**QUESTIONS TO ANSWER**:
a – In the article on Nigeria's debt-to-GDP ratio, what was the ratio in October 2023?
b – Pick up the article on Nigeria's debt-to-GDP ratio after its last sentence and carry it forward.

…Global debt to exceed $100tr
A gradual drop in Nigeria’s debt-to-Gross Domestic Product (GDP) ratio has been projected by the International Monetary Fund (IMF).
The lender projected a drop from 50.7 percent to 49.6 percent next year.
Debt-to-GDP ratio is a metric that compares a country’s public debt to its GDP and indicates a country’s ability to pay back its debts by comparing what the nation owes with what it produces.
The higher the debt-to-GDP ratio, the less likely it becomes that the country will repay its debt and the higher its risk of default.
According to Thursday’s IMF’s ‘Fiscal Monitor Report,’ Nigeria’s debt-to-GDP figure was expected to drop slightly to 49.6 per cent next year.
The report showed that Nigeria’s debt-to-GDP ratio was 46.1 per cent in October 2023, a year after, the figure has soared to 50.7 per cent.
The IMF said Nigeria’s debt includes overdrafts from the Central Bank of Nigeria (CBN) and liabilities of the Asset Management Corporation of Nigeria (AMCON).
“The overdrafts and government deposits at the Central Bank of Nigeria almost cancel each other out, and the Asset Management Corporation of Nigeria debt is roughly halved.” IMF said.

**MATERIAL PROVIDED**:

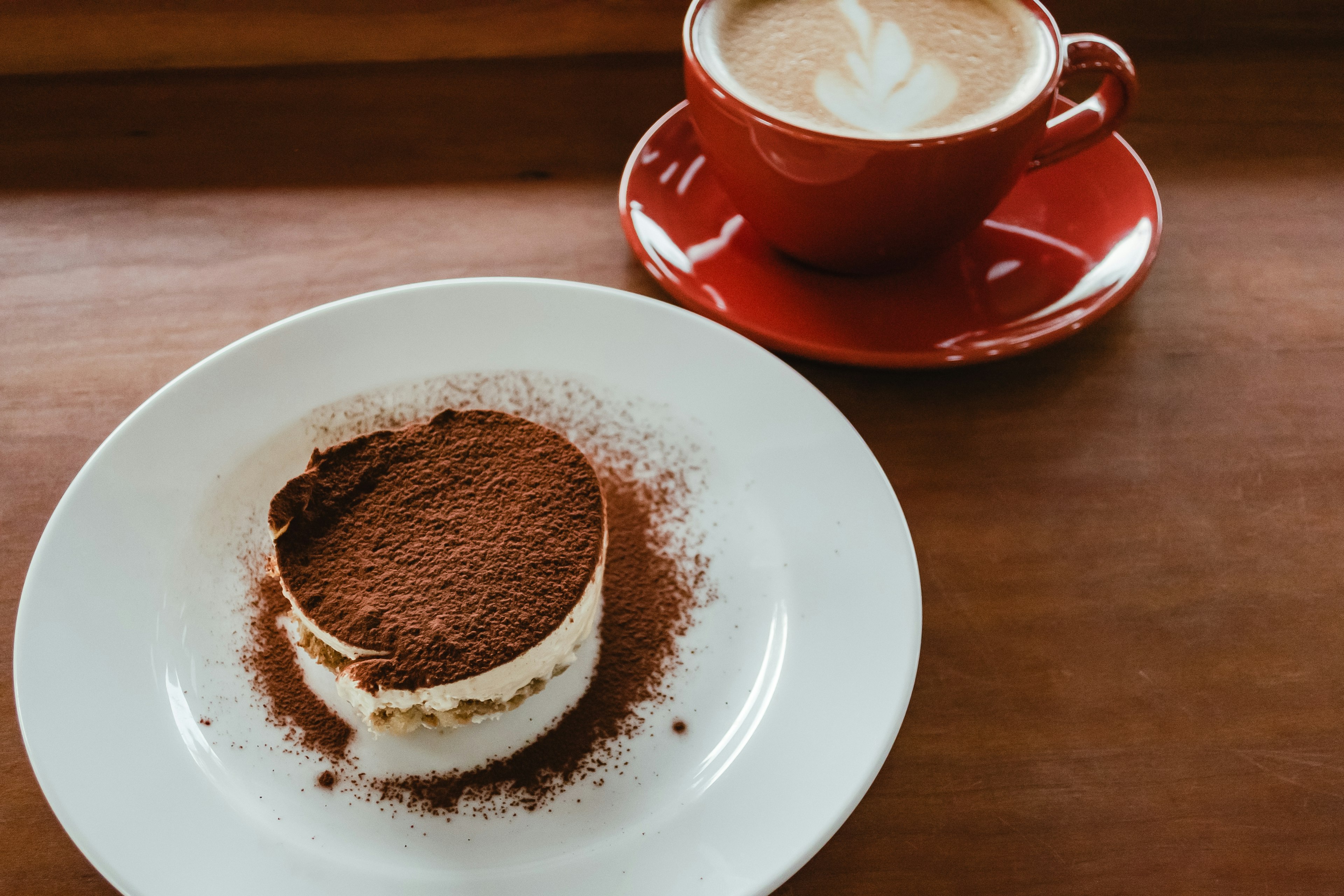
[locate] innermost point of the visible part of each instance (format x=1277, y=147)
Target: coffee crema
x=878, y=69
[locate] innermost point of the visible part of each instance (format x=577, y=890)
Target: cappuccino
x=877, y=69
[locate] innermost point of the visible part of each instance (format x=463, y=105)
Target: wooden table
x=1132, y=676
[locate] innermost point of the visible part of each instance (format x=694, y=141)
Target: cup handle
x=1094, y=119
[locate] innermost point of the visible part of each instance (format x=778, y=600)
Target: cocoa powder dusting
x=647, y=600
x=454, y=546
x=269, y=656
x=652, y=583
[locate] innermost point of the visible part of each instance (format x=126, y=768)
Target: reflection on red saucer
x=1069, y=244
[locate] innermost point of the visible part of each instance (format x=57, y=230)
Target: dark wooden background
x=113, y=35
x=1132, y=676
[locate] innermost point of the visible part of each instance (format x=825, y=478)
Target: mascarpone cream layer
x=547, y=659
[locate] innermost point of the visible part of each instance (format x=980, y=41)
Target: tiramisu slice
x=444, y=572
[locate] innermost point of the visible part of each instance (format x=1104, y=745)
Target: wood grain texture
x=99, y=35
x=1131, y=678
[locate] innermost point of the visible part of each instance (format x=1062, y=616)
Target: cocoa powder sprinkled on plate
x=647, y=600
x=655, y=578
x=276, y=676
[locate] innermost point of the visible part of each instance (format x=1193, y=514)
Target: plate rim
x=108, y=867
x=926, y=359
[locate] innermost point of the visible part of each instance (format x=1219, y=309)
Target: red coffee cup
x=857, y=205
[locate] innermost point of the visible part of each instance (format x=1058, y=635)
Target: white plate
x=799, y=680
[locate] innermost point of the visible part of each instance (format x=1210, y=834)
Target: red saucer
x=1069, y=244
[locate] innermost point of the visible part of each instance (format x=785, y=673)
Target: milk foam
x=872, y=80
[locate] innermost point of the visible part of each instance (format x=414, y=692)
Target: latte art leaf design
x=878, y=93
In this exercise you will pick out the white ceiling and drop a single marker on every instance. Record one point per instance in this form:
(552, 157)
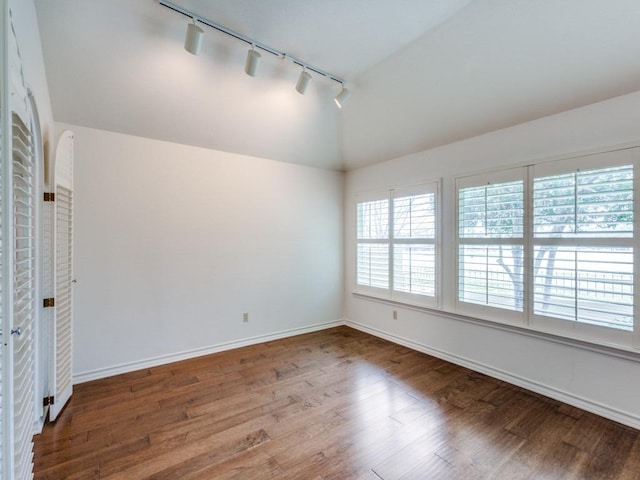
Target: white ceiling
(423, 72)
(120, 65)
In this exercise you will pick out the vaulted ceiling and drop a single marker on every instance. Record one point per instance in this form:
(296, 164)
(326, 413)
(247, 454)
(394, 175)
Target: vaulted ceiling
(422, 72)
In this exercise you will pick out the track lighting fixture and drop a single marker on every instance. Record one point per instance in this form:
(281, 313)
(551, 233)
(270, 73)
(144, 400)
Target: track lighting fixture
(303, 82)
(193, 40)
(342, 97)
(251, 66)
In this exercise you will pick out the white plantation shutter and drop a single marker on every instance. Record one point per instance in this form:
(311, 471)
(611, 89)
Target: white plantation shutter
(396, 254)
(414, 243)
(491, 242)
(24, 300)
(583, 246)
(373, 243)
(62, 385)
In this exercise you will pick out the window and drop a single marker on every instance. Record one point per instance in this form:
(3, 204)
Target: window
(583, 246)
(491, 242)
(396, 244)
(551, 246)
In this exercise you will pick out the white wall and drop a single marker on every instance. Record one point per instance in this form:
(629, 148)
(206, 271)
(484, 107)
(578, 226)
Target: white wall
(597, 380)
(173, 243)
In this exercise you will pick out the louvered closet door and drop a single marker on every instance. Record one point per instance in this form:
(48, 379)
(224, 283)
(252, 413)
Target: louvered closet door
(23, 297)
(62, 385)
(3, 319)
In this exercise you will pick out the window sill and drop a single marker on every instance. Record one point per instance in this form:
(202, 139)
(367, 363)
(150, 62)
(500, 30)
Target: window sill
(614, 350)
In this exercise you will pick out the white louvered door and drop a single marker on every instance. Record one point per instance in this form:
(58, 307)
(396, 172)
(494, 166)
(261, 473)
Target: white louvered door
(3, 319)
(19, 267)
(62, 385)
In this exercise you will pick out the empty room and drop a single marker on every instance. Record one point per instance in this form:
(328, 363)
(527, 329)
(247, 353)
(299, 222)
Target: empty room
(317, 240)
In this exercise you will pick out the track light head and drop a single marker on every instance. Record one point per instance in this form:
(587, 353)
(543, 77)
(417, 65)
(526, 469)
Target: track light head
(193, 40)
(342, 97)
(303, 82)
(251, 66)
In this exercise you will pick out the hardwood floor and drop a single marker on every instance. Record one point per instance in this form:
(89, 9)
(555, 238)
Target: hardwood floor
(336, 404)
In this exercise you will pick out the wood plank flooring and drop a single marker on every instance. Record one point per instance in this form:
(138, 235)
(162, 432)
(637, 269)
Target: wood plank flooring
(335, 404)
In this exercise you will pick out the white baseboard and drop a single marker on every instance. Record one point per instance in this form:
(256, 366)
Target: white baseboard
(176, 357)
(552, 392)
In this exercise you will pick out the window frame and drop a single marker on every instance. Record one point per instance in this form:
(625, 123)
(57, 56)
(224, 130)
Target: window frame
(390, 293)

**RESPONSES TO THE EXERCISE**:
a – 46.1 percent

b –
The lender further estimated that Nigeria’s debt-to-GDP will further drop to 48.5 per cent in 2026, 48.2 percent in 2027; before rising to 48.8 per cent and 49.1 per cent in 2028 and 2029, respectively.
● Global debt to exceed $100tr
The IMF projected that global public debt will exceed $100 trillion (about 93 per cent) of global GDP by the end of the year.
The lender said: “The debt will approach 100 per cent of GDP by 2030. This is 10 percentage points of GDP above 2019, that is, before the pandemic.
“While the picture is not homogeneous – public debt is expected to stabilize or decline for two-thirds of countries – the October 2024 Fiscal Monitor shows that future debt levels could be even higher than projected, and much larger fiscal adjustments than currently projected are required to stabilize or reduce it with a high probability.”
The lender urged countries to confront debt risks now with carefully designed fiscal policies that protect growth and vulnerable households while taking advantage of the monetary policy easing cycle.